=== What you need to do ===
Print word for word the records from the line containing "Target: swiss cross logo" through the end.

=== Saved entries ===
*****
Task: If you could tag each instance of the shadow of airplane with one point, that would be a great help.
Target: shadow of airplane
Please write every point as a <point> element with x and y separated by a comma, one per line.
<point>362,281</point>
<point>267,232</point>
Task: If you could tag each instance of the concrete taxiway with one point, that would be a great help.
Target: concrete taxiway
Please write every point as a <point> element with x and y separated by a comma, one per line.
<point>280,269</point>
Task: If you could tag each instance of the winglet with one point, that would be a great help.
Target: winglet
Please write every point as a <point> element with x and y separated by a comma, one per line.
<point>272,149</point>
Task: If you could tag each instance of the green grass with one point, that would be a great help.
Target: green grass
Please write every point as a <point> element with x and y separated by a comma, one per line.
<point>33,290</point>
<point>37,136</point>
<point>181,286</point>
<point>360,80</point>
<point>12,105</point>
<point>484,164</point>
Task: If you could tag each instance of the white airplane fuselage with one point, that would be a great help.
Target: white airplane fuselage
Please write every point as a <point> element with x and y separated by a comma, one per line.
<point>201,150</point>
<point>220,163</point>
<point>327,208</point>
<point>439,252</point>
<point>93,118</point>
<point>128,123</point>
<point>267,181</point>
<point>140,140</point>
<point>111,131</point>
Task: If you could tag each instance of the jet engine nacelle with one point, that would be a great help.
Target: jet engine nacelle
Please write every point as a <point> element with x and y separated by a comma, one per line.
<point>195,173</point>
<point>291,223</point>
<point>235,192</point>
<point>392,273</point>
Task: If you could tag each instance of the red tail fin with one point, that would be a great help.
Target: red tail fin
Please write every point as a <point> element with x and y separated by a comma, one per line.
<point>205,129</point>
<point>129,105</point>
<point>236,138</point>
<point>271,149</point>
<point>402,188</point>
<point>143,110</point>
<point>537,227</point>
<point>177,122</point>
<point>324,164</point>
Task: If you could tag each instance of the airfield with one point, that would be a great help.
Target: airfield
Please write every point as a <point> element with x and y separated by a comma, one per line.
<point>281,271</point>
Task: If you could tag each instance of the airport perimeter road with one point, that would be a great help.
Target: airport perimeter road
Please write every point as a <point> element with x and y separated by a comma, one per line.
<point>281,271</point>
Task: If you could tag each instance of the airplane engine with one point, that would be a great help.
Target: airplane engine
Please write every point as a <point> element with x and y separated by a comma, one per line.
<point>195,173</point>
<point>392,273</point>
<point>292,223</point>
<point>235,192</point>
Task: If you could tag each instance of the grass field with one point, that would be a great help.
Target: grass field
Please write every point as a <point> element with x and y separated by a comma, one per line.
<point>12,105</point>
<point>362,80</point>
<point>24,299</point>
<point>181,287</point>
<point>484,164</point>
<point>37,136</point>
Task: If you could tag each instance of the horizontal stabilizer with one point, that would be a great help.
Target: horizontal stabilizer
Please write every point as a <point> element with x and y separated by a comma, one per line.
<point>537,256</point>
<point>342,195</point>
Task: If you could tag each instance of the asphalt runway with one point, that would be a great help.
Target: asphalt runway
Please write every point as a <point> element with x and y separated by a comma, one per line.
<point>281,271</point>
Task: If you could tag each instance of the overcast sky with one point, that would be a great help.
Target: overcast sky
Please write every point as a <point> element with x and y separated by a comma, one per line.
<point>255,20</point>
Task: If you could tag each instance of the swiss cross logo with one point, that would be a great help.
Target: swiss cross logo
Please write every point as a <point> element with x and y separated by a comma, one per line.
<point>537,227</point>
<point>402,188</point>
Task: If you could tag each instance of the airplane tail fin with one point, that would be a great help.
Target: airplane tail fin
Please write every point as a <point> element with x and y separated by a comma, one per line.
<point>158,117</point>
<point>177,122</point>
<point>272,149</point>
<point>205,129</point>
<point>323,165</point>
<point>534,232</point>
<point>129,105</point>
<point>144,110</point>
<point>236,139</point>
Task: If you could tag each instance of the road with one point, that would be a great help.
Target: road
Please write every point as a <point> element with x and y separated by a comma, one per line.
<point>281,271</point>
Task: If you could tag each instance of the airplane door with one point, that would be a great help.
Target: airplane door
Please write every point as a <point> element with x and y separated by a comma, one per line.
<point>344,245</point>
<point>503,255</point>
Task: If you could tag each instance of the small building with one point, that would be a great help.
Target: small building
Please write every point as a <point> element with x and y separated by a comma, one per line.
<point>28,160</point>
*****
=== Solution for this task ===
Target: swiss cross logo
Please write every point as a <point> element with x and y separated by a comma, one per line.
<point>537,227</point>
<point>402,188</point>
Task: If you could tag each instance of the airplane tail fin with one point, that would be a great help.
Target: airplane tail fin
Please write every point as a <point> element with x and y separated by a comma, one per line.
<point>158,117</point>
<point>177,122</point>
<point>272,149</point>
<point>205,129</point>
<point>323,165</point>
<point>534,232</point>
<point>129,105</point>
<point>144,110</point>
<point>236,139</point>
Task: If you could tag each instance of the road with one point, that would be a great help.
Target: road
Please write every point as a <point> element with x and y separated by a comma, one per line.
<point>281,271</point>
Task: If you could tag each instance of the airplane door with one point, that would be a great help.
Target: airplane door
Please write every point as a <point> element with x and y separated by a comma, one per line.
<point>344,245</point>
<point>503,255</point>
Task: If you could tag each instance of the small building with one point, that would be a great help.
Target: small building
Please write every point as a <point> element with x and y separated by a comma, one per line.
<point>28,160</point>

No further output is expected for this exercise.